A climate target, climate goal or climate pledge is a measurable long-term commitment for climate policy and energy policy with the aim of limiting the climate change. Researchers within, among others, the UN climate panel have identified probable consequences of global warming for people and nature at different levels of warming. Based on this, politicians in a large number of countries have agreed on temperature targets for warming, which is the basis for scientifically calculated carbon budgets and ways to achieve these targets. This in turn forms the basis for politically decided global and national emission targets for greenhouse gases, targets for fossil-free energy production and efficient energy use, and for the extent of planned measures for climate change mitigation and adaptation.

At least 164 countries have implemented climate targets in their national climate legislation.

== Global climate targets ==

Countries' targets for when new sales of fossil fuel vehicles should be prohibited:

Number of parties in multilateral environmental agreements

Global climate targets are goals that a large number of countries have agreed upon, including at United Nations Climate Change conferences (COP). Targets often referred to are:

- The Climate Convention – an international environmental treaty adopted at the Rio Conference in Brazil in 1992.
- Targets for 2008 to 2012: In the Kyoto Protocol of 1997, 160 countries committed to reducing their greenhouse gas emissions by an average of 5.2 percent over the period 2008 to 2012 compared to 1990 levels.
- Targets for 2013 to 2020: In the Doha amendment to the Kyoto Protocol, slightly fewer I countries committed to reducing their emissions by at least 18 percent in the period 2013 to 2020 compared to 1990.
- Targets for 2030:
  - 105 countries promised deforestation at the COP26 in 2021 to end deforestation to 2030.

====

» Task objective: Reproduce the text on climate targets between "Countries' targets for" and "compared to 1990.", inclusive. The lines that follow come from a separate source.

(Referring expression data)

====

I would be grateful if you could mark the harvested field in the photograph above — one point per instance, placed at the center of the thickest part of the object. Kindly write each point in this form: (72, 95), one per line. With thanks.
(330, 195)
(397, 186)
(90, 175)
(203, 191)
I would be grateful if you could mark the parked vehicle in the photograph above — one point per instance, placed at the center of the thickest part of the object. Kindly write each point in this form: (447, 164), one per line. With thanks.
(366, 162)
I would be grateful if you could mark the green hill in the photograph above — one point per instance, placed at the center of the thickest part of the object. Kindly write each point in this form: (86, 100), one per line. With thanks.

====

» Answer area:
Countries' targets for when new sales of fossil fuel vehicles should be prohibited:

Number of parties in multilateral environmental agreements

Global climate targets are goals that a large number of countries have agreed upon, including at United Nations Climate Change conferences (COP). Targets often referred to are:

- The Climate Convention – an international environmental treaty adopted at the Rio Conference in Brazil in 1992.
- Targets for 2008 to 2012: In the Kyoto Protocol of 1997, 160 countries committed to reducing their greenhouse gas emissions by an average of 5.2 percent over the period 2008 to 2012 compared to 1990 levels.
- Targets for 2013 to 2020: In the Doha amendment to the Kyoto Protocol, slightly fewer I countries committed to reducing their emissions by at least 18 percent in the period 2013 to 2020 compared to 1990.